→ BRANO DA LEGGERE
• • • • • • •

Il dispositivo di firma digitale (smart card)
Ci sono ancora due aspetti sui quali vale la pena
soffermarci parlando di firma digitale: il dispositivo di
firma digitale e l'Autorità di Certificazione (o
Certificatore).
Abbiamo detto che il certificato è composto da due
sequenze di caratteri: una pubblica, una segreta. La legge
italiana prevede che la sequenza segreta non venga resa nota
al titolare, ma venga custodita in un 'dispositivo di firma
digitale', ovvero una sorta di carta di credito dotata di chip
(in gergo: smart card). Questa soluzione ha il pregio
di semplificare un po' le cose agli utenti meno esperti,
evitando ad esempio che qualcuno possa comunicare la sequenza
segreta (confondendosi ingenuamente con quella pubblica).
Ha tuttavia lo svantaggio (non piccolo) di richiedere un
lettore di smart card, un congegno che attualmente non è
fornito da nessun produttore di personal computer e che, anche
quando sarà in produzione, avrà certamente un costo. Una
smart card, come tutti gli oggetti fisici, è inoltre esposta
a guasti e si può perdere. Infine l'integrazione tra i
lettori di smart card e i vari software che generano firme
digitali è ancora da sperimentare su vasta scala, anche se,
ovviamente, si sono già conclusi positivamente vari
esperimenti pilota.
Non deve preoccupare, invece, l'eventualità di frodi in
caso di smarrimento della smart card (o, per usare la
definizione ufficiale, del 'dispositivo di firma digitale'),
in quanto la carta è protetta da un ulteriore codice segreto,
esattamente come una carta Bancomat[
7 ].
Una nota positiva: si prevede che il dispositivo di firma
digitale possa integrarsi in altri dispositivi analoghi, ad
esempio nella smart card che verrà realizzata per la nuova
carta di identità (sulla quale torneremo nelle pagine
seguenti). Insomma, non sarà necessario disporre di
un'infinita pluralità di carte: basterà portare con noi
poche card multifunzionali (al limite, una soltanto).
L'Autorità di Certificazione
Come anticipato, l'Autorità di Certificazione è quella
struttura che ha il compito di rilasciare i certificati e
gestire i database che consentono la verifica dei dati. La
legge prevede che più soggetti possano proporsi come
Autorità di Certificazione. Questi dovranno rispondere a
determinati requisiti (sia tecnici, sia giuridici) e
registrarsi presso l'AIPA, l'Autorità per l'Informatica nella
Pubblica Amministrazione. Nel momento in cui scriviamo, sono
otto i certificatori registrati:
- BNL Multiservizi S.p.A.
- Finanziaria Italiana S.p.A. (Finital)
- Postecom S.p.A.
- S.S.B. S.p.A.
- Saritel S.p.A.
- Seceti S.p.A.
- Società Consortile di Informatica delle Camere di
Commercio p.A. (Infocamere)
- Società Interbancaria per l'Automazione-Cedborsa (SIA
S.p.A.).

• • • • • • •

→ COSA FARE
**A)** Nel brano sulla firma digitale, presso quale ente devono registrarsi i soggetti che vogliono proporsi come Autorità di Certificazione?
**B)** Prosegui il brano sulla firma digitale, riprendendo subito dopo l'elenco dei certificatori registrati.
I dati non hanno alcun ruolo qui.

• • • • • • •

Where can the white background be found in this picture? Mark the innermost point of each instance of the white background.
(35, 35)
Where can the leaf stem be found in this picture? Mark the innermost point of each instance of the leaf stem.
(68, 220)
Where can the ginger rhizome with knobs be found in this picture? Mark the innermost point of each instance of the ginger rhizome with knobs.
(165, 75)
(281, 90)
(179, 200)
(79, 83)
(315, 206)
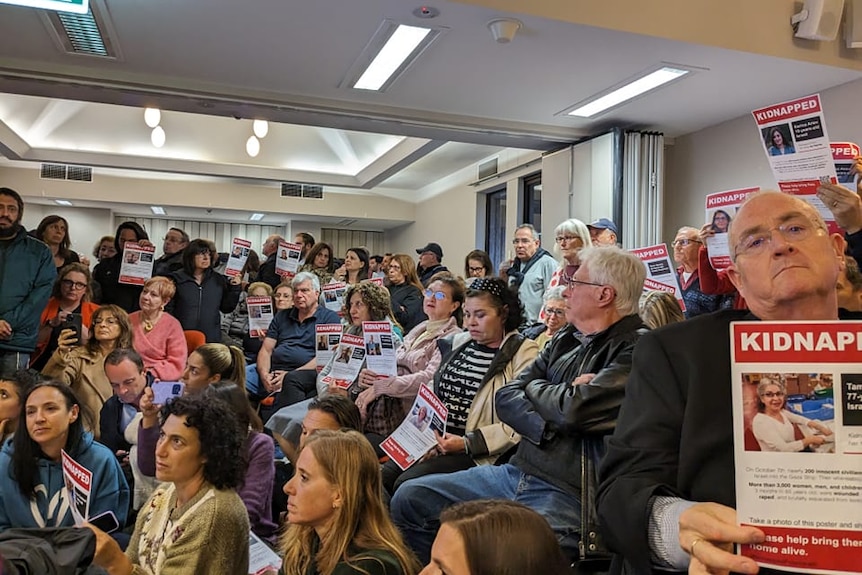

• • • • • • •

→ RISULTATI DELLE ATTIVITÀ
**A)** Presso l'AIPA, l'Autorità per l'Informatica nella Pubblica Amministrazione.

**B)**
Anche se è difficile prevedere cosa succederà esattamente
negli anni a venire, la scelta del governo di consentire a
ditte private di proporsi come certificatori ha i suoi
vantaggi e svantaggi.
Da un lato, sappiamo che aziende private, in concorrenza
fra loro, possono più facilmente garantire un servizio
efficiente. Dall'altro, dobbiamo considerare che la firma
digitale non è un servizio accessorio. Anzi, con il
trascorrere del tempo è possibile che senza un certificato di
firma digitale alcuni servizi dello Stato diverranno
inaccessibili, o troppo costosi.
Con questa prospettiva, disporre di un 'dispositivo di
firma digitale' sarà un servizio in più, per il quale è
giusto pagare una ditta privata, o non sarà piuttosto un
diritto, e come tale dovrà essere garantito dallo Stato?
Ancora non sappiamo quale sarà il costo per il rilascio e
il mantenimento operativo di un dispositivo di firma digitale.
In ogni caso, bisognerà tenere conto che non potrà trattarsi
di un costo determinato unicamente dalle leggi del mercato.
Altrimenti, una preziosissima innovazione, capace di
migliorare sensibilmente la qualità della nostra vita,
potrebbe trasformarsi in una ulteriore, onerosa tassa.
L'ultima cosa di cui in Italia si senta il bisogno.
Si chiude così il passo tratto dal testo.